== SET EXERCISE ==
Each entry below is to be duplicated verbatim.

::: DATASET CONTENT :::

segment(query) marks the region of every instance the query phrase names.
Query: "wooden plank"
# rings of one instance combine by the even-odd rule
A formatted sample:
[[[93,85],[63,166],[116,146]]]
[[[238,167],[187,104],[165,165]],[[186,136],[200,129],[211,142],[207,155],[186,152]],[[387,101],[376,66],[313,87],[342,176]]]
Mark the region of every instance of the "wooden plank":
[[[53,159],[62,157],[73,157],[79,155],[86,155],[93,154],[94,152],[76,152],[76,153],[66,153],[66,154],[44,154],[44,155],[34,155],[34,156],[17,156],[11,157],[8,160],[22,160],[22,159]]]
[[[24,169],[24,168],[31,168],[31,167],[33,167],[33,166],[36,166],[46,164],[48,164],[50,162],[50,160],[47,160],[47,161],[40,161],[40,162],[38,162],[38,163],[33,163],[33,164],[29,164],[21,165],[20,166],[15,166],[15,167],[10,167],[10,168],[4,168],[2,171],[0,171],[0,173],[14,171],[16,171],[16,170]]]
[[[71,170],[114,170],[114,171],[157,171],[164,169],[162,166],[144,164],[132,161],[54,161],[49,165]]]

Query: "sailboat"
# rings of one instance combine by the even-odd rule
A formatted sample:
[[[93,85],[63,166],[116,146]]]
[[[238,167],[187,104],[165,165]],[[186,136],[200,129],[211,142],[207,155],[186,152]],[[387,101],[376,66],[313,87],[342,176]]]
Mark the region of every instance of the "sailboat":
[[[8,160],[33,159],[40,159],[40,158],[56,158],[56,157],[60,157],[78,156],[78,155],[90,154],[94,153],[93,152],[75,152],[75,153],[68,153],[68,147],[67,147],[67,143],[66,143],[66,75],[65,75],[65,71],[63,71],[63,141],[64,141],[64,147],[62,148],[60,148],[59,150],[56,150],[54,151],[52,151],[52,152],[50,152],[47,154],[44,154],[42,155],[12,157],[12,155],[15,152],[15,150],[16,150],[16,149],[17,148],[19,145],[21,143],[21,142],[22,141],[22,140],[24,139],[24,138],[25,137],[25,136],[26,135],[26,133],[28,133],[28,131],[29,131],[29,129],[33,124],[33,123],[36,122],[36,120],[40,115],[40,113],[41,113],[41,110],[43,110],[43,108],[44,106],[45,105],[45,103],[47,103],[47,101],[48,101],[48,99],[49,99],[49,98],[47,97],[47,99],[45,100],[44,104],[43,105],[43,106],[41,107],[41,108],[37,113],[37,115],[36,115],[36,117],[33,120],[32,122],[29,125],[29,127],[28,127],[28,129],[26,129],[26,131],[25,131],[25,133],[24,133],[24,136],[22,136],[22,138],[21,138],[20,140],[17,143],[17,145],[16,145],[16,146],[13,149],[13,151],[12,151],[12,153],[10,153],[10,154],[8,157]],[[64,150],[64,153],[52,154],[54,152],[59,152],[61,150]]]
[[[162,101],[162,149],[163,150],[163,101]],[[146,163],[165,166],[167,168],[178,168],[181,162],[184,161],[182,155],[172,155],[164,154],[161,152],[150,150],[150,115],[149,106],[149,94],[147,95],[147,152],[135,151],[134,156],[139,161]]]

:::

== THE RESULT ==
segment(query) marks the region of every instance the query phrase names.
Query: "wooden plank"
# rings of one instance combine by the even-odd rule
A formatted sample:
[[[93,85],[63,166],[116,146]]]
[[[238,167],[187,104],[165,165]],[[186,136],[200,129],[211,142],[207,155],[186,152]],[[387,101],[376,66],[313,87],[342,176]]]
Mark the region of every instance of the "wooden plank":
[[[53,159],[62,157],[73,157],[79,155],[86,155],[93,154],[94,152],[76,152],[76,153],[66,153],[66,154],[44,154],[44,155],[34,155],[34,156],[17,156],[11,157],[8,160],[22,160],[22,159]]]
[[[24,169],[24,168],[31,168],[31,167],[33,167],[33,166],[36,166],[46,164],[48,164],[50,162],[50,160],[47,160],[47,161],[40,161],[40,162],[38,162],[38,163],[33,163],[33,164],[29,164],[21,165],[20,166],[15,166],[15,167],[10,167],[10,168],[4,168],[2,171],[0,171],[0,173],[14,171],[16,171],[16,170]]]
[[[71,170],[114,170],[114,171],[157,171],[164,169],[162,166],[144,164],[132,161],[54,161],[49,165]]]

Query: "sailboat"
# rings of one instance combine by the even-odd rule
A formatted sample:
[[[93,85],[63,166],[116,146]]]
[[[238,167],[187,104],[165,165]],[[186,136],[200,129],[211,142],[207,155],[186,152]],[[387,101],[376,66],[313,87],[342,176]]]
Mark the region of every instance of the "sailboat":
[[[8,160],[33,159],[40,159],[40,158],[56,158],[56,157],[60,157],[78,156],[78,155],[90,154],[94,153],[93,152],[75,152],[75,153],[68,153],[68,147],[67,147],[67,143],[66,143],[66,75],[65,75],[65,71],[63,71],[63,141],[64,141],[64,147],[62,148],[60,148],[59,150],[56,150],[54,151],[52,151],[52,152],[50,152],[47,154],[44,154],[42,155],[12,157],[12,155],[15,152],[15,150],[16,150],[16,149],[17,148],[19,145],[21,143],[21,142],[22,141],[22,140],[24,139],[24,138],[25,137],[25,136],[26,135],[26,133],[28,133],[28,131],[29,131],[29,129],[33,124],[33,123],[36,122],[36,120],[40,115],[40,113],[41,113],[41,110],[43,110],[43,108],[44,106],[45,105],[45,103],[47,103],[47,101],[48,101],[48,99],[49,99],[49,98],[47,97],[47,99],[45,100],[44,104],[43,105],[43,106],[41,107],[41,108],[37,113],[37,115],[36,115],[36,117],[33,120],[32,122],[29,125],[29,127],[28,127],[28,129],[26,129],[26,131],[25,131],[25,133],[24,133],[24,136],[22,136],[22,138],[21,138],[20,140],[17,143],[17,145],[16,145],[16,146],[13,149],[13,151],[12,151],[12,153],[10,153],[10,154],[8,157]],[[64,150],[64,153],[52,154],[54,152],[59,152],[61,150]]]
[[[162,101],[162,149],[163,150],[163,101]],[[146,163],[165,166],[167,168],[178,168],[181,162],[184,161],[182,155],[172,155],[164,154],[161,152],[150,150],[150,115],[149,106],[149,94],[147,95],[147,152],[135,151],[134,156],[139,161]]]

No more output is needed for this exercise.